Короткое задание a
Перечислите все строки, в которых встречается слово «wheat».

Текст
Одним из проявлений политики украинизации стал государственный культ Тараса Шевченко, который внедряли в массы коммунисты. Перед Первой мировой войной попытки установить в Киеве памятник Шевченко вызвали недовольство общественности. Против монумента этому «религиозному и политическому анархисту» протестовал в своем письме министру внутренних дел в 1914 году киевский священник Алабовский.
Тарас Григорьевич Шевченко
Большевики эту проблему мигом решили! Памятники Шевченко установили и в Киеве, и в Харькове, и в Каневе, и везде, где можно. Так спешили, что киевское и каневское изваяния Кобзаря отлили из одной формы, как оловянных солдатиков. Именно советская власть стала печатать произведения Тараса многотысячными тиражами и забивать ими школьную программу.
С утверждением культа Шевченко так спешили, что даже выгнали из домика, где когда-то он снимал квартиру, жильцов. Вот как описывает эту ситуацию академик Сергей Ефремов в своем дневнике 1927 года: «Знайдено на Козиному болоті дімок, де жив колись Шевченко. Академія прибила там доску з відповідним написом. А київський виконком заходився реставрувати той будиночок… Вигнали пожильців, розруйнували будівлю, обставили риштованням та й… покинули напризволяще. Дві зимі стоїть будинок у такому стані».
Дальше Ефремов описывает, как народ стал разносить эту хату на дрова. Но, видимо, до конца не разнес. Так как сейчас именно в этом домишке в двух шагах от Майдана Незалежности находится филиал музея Шевченко. Довела все-таки советская власть его ремонт до конца!
Сосюра — классик из дурдома
Его биография составила бы честь любому литератору — скандалист, бабник, завсегдатай психиатрических клиник, «истинно пролетарский» мастер пера и… бывший петлюровец.
Признаюсь, я всегда питал к нему некоторую слабость. На фоне скучных литературных рыл из «Спілки письменників» этот элегантный тип выделялся лица необщим выраженьем. Он тоже приспосабливался, тоже сочинял «нужные» и «правильные» поэмы. Но до конца его так и не обломали.
Богоспасаемое место. Храм Благоверного Александра Невского на Сабуровой даче, где лечили Сосюру
В пору полуголодной литературной молодости 20-х годов, когда его коллеги по цеху старались не выйти из образа социалистического писателя от сохи и станка, Сосюра умудрился сфотографироваться в буржуазной бабочке. Что он этим хотел сказать, ясно. Запечатлев себя в таком контрреволюционном имидже, молодой Сосюра, словно подмигнул нам: со мной не все так просто.

Исходные строки
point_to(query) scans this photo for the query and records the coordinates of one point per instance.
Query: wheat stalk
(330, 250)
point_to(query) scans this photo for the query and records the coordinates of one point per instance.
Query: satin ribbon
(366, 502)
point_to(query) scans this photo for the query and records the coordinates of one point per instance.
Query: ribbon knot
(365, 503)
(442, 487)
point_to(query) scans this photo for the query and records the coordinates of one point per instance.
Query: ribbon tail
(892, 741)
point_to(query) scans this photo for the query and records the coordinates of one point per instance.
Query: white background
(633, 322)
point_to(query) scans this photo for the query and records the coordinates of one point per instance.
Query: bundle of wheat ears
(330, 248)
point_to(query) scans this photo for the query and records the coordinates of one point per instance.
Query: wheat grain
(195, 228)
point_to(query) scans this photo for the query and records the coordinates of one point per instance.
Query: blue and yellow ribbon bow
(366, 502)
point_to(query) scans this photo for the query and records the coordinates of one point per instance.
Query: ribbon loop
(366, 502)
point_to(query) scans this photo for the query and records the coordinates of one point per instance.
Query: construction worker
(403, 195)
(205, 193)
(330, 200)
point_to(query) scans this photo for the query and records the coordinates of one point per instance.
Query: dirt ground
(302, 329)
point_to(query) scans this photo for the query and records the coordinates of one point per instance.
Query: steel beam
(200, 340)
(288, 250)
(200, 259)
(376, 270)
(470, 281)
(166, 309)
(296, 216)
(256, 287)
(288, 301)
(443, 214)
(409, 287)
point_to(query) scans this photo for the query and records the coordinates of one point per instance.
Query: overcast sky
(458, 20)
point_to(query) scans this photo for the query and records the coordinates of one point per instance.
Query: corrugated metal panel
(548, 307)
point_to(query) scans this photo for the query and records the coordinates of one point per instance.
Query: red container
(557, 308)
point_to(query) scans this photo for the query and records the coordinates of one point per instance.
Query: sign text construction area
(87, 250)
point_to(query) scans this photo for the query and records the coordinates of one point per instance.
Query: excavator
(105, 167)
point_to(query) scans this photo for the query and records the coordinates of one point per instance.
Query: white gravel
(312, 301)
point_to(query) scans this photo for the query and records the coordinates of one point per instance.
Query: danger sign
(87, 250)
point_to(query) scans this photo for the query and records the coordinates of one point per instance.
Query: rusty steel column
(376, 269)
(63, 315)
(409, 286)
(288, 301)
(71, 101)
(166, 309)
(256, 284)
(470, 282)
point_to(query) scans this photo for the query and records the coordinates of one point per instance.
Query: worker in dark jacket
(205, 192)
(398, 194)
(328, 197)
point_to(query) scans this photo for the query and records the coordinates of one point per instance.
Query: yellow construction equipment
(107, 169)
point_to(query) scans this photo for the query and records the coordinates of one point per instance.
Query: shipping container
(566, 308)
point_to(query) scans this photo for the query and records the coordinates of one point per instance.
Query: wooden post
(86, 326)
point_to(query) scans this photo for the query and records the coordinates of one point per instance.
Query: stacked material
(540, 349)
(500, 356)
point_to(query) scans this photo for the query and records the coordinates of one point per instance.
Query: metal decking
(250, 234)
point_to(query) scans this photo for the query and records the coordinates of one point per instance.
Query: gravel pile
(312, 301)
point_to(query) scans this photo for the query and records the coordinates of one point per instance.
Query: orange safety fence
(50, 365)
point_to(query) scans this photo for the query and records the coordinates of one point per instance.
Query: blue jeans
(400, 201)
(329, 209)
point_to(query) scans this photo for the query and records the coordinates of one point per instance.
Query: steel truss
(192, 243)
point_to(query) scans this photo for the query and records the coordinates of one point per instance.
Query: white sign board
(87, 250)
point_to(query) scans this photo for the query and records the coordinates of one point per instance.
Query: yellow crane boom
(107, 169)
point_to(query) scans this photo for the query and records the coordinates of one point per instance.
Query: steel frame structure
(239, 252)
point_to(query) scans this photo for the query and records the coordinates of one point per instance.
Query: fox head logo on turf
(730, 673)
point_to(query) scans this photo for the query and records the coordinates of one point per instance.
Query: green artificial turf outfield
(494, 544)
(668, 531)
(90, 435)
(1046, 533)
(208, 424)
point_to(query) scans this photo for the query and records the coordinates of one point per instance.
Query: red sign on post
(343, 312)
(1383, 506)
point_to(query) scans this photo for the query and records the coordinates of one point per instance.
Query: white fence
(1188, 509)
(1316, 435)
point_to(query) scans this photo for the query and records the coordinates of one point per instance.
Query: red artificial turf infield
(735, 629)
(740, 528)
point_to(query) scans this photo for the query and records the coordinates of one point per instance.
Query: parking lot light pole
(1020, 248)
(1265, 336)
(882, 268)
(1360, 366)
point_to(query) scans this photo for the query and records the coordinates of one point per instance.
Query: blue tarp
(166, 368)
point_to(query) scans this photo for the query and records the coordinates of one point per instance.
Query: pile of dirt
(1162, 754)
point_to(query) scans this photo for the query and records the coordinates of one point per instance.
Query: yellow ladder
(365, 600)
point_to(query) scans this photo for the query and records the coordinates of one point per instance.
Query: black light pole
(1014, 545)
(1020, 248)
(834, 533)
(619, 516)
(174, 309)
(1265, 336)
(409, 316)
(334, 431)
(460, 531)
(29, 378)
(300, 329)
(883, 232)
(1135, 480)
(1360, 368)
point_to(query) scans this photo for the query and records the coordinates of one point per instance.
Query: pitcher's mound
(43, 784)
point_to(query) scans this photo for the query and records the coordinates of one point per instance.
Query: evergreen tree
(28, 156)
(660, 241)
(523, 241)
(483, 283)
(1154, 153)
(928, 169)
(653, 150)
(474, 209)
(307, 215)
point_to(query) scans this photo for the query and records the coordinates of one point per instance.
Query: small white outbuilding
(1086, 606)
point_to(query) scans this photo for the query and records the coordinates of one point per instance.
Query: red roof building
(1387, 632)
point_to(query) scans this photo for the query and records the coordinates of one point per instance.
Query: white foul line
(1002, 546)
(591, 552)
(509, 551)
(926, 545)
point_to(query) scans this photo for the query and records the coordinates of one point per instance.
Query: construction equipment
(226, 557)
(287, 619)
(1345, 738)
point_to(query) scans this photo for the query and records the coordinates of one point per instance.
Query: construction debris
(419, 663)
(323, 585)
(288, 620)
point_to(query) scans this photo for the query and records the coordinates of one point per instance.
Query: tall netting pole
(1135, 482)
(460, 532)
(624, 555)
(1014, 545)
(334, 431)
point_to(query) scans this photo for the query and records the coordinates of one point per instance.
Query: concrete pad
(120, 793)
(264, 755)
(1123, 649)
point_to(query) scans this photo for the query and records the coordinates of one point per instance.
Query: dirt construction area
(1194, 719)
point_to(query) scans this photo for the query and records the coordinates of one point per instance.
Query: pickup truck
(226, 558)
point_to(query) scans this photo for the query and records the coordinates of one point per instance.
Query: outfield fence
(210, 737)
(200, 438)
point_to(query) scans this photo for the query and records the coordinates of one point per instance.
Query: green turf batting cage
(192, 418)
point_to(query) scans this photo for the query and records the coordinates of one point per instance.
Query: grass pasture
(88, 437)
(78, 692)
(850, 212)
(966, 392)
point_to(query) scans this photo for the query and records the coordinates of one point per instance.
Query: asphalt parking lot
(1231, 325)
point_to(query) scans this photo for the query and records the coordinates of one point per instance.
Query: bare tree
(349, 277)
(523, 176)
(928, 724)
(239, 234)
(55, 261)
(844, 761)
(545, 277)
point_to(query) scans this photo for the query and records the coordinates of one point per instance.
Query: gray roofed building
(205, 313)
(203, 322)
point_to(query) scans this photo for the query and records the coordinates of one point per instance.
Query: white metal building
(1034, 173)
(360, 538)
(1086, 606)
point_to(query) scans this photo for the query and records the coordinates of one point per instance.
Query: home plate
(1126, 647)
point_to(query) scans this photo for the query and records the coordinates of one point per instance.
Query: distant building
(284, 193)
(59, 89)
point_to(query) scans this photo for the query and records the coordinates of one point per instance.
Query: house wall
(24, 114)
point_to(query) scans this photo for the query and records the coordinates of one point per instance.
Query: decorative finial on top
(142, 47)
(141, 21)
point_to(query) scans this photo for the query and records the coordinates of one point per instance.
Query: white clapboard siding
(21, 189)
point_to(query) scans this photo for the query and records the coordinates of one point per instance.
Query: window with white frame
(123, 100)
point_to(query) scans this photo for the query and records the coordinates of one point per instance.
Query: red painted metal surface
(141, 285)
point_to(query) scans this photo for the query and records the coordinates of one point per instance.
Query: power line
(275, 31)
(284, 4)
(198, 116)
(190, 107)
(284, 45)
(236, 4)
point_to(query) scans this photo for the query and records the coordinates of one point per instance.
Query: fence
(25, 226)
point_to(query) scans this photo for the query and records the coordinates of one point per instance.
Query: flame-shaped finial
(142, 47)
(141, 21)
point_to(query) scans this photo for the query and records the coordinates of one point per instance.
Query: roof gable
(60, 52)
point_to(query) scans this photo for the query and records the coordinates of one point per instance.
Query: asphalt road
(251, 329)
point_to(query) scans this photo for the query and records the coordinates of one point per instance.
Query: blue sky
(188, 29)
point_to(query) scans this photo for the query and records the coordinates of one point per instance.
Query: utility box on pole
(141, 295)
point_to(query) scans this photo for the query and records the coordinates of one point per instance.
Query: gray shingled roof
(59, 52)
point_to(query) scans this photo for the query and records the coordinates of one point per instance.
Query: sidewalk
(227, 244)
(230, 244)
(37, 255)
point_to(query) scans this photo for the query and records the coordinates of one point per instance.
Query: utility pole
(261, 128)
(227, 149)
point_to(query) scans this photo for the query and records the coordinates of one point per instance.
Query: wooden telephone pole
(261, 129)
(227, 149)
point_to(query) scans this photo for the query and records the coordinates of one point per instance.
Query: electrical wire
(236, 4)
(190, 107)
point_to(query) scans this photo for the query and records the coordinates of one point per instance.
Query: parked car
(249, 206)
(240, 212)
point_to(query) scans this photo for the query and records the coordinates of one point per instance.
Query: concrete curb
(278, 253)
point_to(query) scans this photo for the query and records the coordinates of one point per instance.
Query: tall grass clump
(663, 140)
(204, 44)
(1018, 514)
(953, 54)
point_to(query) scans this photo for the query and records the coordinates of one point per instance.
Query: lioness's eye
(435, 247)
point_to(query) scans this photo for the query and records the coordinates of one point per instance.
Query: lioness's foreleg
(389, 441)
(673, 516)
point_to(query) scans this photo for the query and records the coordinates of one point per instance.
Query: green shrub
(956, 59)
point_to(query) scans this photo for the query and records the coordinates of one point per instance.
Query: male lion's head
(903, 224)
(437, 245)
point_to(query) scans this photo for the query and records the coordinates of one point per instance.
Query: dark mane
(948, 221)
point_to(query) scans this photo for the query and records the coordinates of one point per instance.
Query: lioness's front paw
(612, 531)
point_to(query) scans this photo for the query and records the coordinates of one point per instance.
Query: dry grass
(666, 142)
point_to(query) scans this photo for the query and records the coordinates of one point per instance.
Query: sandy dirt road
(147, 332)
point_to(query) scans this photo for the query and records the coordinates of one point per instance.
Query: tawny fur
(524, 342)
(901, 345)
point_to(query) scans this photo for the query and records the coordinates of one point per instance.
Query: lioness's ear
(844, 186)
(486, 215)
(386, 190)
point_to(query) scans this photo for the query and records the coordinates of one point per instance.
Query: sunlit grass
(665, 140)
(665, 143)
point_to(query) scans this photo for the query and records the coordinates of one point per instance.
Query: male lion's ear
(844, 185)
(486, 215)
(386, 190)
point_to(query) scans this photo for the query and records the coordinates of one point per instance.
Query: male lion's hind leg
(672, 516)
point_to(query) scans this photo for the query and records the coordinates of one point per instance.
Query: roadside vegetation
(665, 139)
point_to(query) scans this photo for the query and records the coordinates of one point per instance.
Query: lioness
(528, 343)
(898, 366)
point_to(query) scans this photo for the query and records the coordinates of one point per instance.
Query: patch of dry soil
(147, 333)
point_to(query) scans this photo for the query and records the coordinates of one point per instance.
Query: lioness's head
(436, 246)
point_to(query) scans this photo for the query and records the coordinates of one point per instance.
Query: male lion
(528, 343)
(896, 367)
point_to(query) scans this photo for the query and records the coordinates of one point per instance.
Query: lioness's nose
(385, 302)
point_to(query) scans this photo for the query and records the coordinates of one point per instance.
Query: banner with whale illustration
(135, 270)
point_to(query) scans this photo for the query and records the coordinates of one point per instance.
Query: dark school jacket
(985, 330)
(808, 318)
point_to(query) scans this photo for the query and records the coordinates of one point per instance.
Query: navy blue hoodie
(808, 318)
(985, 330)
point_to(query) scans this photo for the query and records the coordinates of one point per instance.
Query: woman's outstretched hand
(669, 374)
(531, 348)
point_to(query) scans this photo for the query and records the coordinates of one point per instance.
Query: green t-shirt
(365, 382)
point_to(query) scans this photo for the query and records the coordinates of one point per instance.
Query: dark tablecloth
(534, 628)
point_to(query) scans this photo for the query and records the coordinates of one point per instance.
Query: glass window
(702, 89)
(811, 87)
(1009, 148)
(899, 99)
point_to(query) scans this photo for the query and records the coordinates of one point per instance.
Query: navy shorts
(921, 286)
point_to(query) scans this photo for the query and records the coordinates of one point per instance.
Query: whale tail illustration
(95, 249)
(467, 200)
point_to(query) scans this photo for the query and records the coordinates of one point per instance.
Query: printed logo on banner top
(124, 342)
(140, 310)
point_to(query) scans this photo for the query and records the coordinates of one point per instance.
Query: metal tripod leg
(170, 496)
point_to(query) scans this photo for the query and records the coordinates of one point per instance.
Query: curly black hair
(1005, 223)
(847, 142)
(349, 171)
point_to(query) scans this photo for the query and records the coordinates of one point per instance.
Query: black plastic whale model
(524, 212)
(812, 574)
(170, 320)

Короткое задание b
Изложите короче абзац текста, начинающийся со слов «Большевики эту проблему мигом решили!», сохранив его основные факты.

Правильный ответ a
Query: wheat stalk
Query: bundle of wheat ears
Query: wheat grain

Правильный ответ b
Большевики быстро поставили памятники Шевченко в Киеве, Харькове, Каневе и везде, где было можно. Киевскую и каневскую статуи при этом отлили из одной формы. Советская власть начала печатать произведения Шевченко многотысячными тиражами и насыщать ими школьную программу.